Exercise details → Copy the rows from the line with "The service MUST place a point on the antenna" to the line with "Query: antenna on tower", switching "antenna" to "aerial" and changing nothing else.

Supplied data →
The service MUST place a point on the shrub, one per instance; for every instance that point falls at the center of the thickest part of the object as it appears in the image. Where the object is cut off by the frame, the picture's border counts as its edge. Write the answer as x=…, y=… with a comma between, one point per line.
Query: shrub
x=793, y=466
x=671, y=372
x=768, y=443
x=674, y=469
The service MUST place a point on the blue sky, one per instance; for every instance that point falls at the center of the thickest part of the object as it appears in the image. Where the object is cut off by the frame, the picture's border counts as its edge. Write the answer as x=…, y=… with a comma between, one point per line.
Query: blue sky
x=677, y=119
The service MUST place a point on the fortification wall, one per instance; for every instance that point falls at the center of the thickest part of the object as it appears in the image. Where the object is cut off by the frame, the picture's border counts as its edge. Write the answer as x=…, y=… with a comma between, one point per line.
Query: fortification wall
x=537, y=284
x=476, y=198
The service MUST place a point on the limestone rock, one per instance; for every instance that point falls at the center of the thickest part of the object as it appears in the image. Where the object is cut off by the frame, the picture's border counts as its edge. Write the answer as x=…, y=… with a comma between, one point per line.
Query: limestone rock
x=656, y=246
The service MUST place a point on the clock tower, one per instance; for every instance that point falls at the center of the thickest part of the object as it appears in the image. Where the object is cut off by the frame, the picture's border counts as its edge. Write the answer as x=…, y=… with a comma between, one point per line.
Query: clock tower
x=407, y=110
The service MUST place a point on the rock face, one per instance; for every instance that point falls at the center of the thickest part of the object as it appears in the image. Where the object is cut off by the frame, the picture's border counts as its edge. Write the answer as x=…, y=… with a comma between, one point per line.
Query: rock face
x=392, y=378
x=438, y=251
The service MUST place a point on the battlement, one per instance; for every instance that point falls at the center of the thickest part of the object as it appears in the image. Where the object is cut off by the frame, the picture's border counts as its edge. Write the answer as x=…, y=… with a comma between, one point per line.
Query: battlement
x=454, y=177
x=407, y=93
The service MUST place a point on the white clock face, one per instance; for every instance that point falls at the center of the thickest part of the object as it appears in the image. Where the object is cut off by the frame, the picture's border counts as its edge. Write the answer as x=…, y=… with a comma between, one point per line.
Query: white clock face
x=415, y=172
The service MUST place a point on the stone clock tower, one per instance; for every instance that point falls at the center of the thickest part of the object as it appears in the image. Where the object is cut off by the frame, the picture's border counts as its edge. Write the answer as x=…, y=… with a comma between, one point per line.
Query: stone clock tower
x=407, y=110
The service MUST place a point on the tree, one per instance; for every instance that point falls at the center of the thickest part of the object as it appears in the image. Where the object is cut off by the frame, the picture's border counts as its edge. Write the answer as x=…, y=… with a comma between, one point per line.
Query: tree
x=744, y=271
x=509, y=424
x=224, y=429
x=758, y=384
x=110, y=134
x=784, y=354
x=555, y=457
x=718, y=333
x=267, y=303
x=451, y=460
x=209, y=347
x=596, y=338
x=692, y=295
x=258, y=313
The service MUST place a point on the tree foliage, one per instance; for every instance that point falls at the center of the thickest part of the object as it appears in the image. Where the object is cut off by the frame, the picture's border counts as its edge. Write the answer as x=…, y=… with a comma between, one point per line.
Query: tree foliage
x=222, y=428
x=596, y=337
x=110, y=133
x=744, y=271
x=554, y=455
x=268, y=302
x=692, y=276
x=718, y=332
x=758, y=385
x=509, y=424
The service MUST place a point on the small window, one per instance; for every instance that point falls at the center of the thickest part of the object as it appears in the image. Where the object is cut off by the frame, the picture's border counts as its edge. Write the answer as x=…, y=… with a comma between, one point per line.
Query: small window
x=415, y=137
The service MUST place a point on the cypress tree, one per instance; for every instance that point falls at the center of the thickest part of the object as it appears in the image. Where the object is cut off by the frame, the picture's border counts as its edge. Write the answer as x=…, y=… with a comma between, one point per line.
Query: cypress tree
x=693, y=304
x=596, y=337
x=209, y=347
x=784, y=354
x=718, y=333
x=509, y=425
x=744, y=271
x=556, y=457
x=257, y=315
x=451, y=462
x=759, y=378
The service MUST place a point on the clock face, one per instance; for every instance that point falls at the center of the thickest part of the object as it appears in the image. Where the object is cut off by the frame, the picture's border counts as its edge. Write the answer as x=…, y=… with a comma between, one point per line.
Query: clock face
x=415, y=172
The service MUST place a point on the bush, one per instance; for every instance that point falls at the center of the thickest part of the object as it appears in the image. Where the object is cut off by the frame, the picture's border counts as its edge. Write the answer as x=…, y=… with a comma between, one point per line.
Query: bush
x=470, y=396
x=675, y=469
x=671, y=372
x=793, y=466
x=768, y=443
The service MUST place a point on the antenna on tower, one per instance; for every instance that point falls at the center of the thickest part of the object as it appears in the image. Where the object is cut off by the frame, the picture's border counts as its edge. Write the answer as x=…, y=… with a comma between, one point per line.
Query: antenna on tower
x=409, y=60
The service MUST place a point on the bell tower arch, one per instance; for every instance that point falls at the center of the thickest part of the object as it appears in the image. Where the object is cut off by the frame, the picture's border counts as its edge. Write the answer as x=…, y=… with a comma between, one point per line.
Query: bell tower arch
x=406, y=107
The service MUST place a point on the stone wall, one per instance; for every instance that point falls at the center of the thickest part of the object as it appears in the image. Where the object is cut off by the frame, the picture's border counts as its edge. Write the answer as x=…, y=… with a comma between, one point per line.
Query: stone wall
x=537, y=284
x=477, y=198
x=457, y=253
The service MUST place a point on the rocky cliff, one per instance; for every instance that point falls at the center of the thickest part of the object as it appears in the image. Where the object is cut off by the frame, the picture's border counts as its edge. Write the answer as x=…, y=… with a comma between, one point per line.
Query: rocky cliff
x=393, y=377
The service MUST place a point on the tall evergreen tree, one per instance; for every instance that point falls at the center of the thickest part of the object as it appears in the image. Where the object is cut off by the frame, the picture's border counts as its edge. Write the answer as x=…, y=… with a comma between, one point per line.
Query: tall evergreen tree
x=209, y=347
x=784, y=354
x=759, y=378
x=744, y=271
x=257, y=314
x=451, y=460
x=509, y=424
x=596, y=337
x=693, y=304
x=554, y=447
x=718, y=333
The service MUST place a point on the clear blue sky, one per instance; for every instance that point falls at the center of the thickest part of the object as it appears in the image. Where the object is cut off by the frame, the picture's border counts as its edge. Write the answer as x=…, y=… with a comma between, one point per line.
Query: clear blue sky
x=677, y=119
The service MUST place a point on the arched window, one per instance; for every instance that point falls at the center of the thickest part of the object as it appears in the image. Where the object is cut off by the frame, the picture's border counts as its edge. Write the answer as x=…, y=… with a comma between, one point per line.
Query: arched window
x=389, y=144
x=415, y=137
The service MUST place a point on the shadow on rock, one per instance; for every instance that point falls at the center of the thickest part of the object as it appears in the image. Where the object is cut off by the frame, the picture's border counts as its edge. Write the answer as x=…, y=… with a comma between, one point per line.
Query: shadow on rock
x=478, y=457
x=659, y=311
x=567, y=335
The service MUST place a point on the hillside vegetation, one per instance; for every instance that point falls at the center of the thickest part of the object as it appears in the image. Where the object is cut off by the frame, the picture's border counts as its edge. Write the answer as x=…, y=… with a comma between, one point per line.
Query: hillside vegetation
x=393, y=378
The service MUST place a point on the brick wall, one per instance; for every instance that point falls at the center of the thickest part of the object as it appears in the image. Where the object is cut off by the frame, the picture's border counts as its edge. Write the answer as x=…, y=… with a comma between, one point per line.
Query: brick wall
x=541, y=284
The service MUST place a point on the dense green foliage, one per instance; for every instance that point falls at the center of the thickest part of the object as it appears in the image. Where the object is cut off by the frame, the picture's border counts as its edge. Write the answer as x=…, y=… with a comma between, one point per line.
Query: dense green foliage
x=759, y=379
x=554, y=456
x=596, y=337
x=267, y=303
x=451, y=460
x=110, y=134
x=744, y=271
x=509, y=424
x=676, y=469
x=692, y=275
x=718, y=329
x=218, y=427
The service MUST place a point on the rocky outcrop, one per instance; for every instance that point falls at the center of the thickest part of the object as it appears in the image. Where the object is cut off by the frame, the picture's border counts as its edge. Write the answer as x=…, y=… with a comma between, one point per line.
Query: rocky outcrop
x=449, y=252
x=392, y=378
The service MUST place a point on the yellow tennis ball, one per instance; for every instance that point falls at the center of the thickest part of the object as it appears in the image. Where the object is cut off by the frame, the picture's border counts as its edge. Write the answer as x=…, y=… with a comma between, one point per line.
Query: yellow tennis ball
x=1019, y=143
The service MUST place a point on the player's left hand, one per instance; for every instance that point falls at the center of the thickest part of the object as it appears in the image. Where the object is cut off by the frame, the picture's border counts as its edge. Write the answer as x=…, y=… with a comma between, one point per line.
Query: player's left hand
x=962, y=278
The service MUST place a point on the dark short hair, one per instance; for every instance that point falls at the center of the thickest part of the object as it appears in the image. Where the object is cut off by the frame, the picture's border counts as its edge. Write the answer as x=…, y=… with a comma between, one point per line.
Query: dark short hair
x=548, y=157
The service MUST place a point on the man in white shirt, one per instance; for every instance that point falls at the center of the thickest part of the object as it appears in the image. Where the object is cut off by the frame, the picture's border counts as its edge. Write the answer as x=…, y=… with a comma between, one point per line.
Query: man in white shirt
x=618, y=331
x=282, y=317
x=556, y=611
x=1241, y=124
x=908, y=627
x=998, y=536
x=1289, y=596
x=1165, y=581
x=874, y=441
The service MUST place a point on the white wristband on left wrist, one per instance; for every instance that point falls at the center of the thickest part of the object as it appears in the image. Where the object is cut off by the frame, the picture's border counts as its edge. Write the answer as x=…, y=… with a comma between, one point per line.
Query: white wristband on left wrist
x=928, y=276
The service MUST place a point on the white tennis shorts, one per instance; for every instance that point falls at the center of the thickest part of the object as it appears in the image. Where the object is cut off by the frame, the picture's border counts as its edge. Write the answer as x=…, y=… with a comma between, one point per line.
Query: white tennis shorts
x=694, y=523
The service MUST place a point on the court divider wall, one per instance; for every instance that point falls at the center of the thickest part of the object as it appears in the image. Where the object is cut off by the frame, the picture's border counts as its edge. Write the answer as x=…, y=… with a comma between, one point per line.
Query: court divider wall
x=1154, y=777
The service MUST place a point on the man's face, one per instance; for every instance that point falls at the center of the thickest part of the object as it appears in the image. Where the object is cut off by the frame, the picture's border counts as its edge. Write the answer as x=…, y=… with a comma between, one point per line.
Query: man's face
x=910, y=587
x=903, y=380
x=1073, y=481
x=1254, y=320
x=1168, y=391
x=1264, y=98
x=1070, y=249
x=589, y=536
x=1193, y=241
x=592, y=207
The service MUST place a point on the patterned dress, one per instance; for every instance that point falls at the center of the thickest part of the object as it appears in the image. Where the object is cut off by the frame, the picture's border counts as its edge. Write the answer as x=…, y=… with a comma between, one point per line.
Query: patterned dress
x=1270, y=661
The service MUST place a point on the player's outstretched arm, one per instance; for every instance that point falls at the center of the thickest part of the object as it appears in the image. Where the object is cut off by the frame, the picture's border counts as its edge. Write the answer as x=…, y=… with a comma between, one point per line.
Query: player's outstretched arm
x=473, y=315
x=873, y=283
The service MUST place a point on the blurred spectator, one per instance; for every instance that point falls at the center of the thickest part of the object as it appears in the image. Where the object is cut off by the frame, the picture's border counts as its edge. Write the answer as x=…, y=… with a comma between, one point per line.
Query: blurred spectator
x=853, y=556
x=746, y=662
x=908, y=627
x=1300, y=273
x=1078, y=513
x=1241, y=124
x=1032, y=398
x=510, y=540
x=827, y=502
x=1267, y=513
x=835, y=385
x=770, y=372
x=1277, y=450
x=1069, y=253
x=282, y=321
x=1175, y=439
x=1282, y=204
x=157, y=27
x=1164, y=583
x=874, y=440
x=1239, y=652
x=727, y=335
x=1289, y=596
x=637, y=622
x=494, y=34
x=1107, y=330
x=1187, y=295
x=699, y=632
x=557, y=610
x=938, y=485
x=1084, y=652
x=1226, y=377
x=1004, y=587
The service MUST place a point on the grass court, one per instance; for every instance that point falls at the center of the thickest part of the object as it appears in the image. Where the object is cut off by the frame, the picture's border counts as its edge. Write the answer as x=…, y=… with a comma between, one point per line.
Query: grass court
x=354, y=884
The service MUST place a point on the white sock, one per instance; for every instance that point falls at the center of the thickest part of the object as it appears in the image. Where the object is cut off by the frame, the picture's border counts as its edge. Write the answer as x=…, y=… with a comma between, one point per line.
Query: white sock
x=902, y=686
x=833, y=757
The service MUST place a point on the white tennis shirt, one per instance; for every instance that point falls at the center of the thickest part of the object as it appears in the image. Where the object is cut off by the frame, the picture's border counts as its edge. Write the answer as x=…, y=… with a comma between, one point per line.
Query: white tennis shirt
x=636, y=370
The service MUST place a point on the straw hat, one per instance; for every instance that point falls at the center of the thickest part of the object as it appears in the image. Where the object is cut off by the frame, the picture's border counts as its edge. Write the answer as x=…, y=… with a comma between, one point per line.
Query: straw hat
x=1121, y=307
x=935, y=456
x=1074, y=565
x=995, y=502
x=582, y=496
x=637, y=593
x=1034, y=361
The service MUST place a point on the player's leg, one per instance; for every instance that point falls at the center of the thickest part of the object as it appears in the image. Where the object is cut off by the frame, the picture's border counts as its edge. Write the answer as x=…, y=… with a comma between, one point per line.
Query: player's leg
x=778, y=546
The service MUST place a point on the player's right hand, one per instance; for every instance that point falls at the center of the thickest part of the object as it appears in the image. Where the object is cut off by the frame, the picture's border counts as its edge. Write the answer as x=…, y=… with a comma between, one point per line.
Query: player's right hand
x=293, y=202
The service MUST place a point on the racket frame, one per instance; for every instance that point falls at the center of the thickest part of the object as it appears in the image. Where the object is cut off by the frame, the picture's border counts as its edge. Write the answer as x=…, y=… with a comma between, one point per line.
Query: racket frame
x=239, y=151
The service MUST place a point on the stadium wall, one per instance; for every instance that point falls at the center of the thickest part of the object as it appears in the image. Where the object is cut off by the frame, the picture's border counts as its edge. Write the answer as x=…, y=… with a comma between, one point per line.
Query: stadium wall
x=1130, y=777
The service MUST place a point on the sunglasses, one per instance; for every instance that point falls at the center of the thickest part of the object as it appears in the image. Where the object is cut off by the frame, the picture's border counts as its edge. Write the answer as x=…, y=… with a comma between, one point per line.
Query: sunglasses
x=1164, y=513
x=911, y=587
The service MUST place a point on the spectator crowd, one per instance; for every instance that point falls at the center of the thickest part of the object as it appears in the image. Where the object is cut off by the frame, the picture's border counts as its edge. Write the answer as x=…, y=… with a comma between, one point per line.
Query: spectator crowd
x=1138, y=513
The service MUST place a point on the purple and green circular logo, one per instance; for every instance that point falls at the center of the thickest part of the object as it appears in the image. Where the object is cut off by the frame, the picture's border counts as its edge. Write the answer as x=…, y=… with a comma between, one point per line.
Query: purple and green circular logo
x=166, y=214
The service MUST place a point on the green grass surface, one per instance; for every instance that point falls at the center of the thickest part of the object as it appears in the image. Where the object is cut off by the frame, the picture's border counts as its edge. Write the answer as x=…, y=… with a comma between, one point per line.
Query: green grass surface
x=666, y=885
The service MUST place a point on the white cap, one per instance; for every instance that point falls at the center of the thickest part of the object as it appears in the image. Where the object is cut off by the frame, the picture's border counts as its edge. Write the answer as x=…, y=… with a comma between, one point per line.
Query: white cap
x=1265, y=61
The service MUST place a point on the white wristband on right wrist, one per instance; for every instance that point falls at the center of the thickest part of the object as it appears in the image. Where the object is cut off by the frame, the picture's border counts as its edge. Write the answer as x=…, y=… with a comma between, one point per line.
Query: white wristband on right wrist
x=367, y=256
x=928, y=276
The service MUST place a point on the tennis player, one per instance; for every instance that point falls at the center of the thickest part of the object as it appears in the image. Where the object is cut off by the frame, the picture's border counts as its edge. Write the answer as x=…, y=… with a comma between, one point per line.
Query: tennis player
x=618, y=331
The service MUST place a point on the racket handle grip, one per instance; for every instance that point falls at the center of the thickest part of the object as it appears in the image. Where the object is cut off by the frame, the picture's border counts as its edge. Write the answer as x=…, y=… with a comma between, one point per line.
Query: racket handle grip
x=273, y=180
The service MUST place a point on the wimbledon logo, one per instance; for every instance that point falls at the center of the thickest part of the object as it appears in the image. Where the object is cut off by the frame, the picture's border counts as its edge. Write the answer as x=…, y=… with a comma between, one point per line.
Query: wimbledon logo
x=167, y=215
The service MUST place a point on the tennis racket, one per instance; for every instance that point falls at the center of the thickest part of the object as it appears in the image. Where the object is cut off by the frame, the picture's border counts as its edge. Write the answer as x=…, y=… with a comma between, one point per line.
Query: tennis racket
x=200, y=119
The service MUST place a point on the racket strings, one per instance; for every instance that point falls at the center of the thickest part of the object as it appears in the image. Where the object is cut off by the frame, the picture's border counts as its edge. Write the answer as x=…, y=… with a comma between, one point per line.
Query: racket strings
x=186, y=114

The response →
The service MUST place a point on the aerial on tower, one per instance; for every instance that point falls at the center of the thickest part of the object as it appears in the image. Where the object is cut off by the frame, the picture's border counts as its edge. Write the answer as x=…, y=… with a comma between, one point per line.
Query: aerial on tower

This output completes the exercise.